* **TRAVAIL À FAIRE**
(a) D'après l'article sur la question allemande, en quelle année la RFA a-t-elle retiré les paroles « Deutschland über alles » de son hymne national ?
(b) Recopiez fidèlement le passage de l'article sur la question allemande situé entre « Sortie du nucléaire, ouverture » et « communes à l’Europe. », ces deux extraits inclus.

* **EXTRAIT CITÉ**
# # #

A la question allemande, réponses françaises

A la question allemande, réponses françaises

« Deutschland über alles » ? (L’Allemagne par-dessous tout ?)
Dès 1954, la RFA a retiré ces paroles de son hymne national, qui commence désormais par : « Unité, Justice et Liberté », triptyque qui pourrait s’appliquer à l’Europe. Pourtant, l’Allemagne devient peu à peu « über alles » (au-dessus de tous) en Europe, d’où la question allemande.

Olaf Scholz avait parlé, dès août 2022, du devoir de l’Allemagne de faire face à ses responsabilités, avec une véritable « weltanschauung » (vision du monde). Vision allemande ou européenne ? L’Allemagne décide sans consulter ses partenaires, à commencer par le plus proche : la France. 

Sortie du nucléaire, ouverture des frontières aux migrants syriens, augmentation du budget militaire de 100 milliards d’euros, création d’un bouclier anti-missile, plan de soutien à l’économie allemande de 200 milliards, toutes décisions unilatérales sur l’énergie, la défense, l’immigration, l’économie, questions communes à l’Europe. 

Aujourd’hui, le conflit franco-allemand sur le nucléaire tient moins à l’idéologie (les renouvelables face au nucléaire), qu’à la manne des subventions, à l’économie. L’industrie allemande s’inquièterait-elle des bas prix de l’énergie nucléaire, ce qui fut longtemps pour les Français un avantage ? Préfère-t-elle encore ses usines à charbon, sa dépendance hier au gaz russe, demain aux métaux rares chinois, au GNL américain ? Etrange, inquiétante attitude. 

La première armée européenne sera la Bundeswehr.  

L’Allemagne, par sa puissance économique, financière (sans l’Europe, la France tiendrait-elle ?), ses investissements en Europe de l’Est, est devenue le pivot de l’Europe. Elle est favorable à l’extension de l’UE à la Moldavie et aux pays des Balkans. L’extension de l’OTAN à la Suède et la Finlande, voire à l’Ukraine, en font la garante de l’ordre européen à l’est ; à condition de s’appuyer sur le lien transatlantique, et non sur une « autonomie stratégique » qu’elle n’entend que comme une ritournelle française. 

La première armée européenne sera bientôt la Bundeswehr. Mais sans la puissance nucléaire. Elle agira en coopération étroite avec les Etats-Unis. Le Fonds spécial de Défense allemand, après une modification de la loi fondamentale, est hors budget. L’Allemagne financera 80 milliards d’équipements par an, c’est-à-dire plus du double de ce que prévoit la nouvelle loi de programmation militaire française, puisqu’elle ne supporte pas l’entretien de la dissuasion nucléaire, qu’elle n’a pas de marine, qui sont les atouts de la France.

# # #

* **DONNÉES SOURCES**
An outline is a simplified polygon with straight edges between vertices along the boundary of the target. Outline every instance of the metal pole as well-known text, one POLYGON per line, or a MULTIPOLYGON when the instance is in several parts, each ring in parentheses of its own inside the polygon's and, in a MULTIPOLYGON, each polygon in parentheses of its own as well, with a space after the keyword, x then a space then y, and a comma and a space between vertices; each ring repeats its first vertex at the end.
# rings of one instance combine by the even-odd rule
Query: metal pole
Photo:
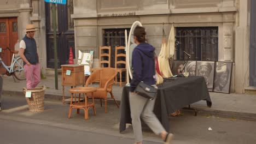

# # #

* **RÉPONSES PAR CONSIGNE**
(a) En 1954.

(b)
Sortie du nucléaire, ouverture des frontières aux migrants syriens, augmentation du budget militaire de 100 milliards d’euros, création d’un bouclier anti-missile, plan de soutien à l’économie allemande de 200 milliards, toutes décisions unilatérales sur l’énergie, la défense, l’immigration, l’économie, questions communes à l’Europe.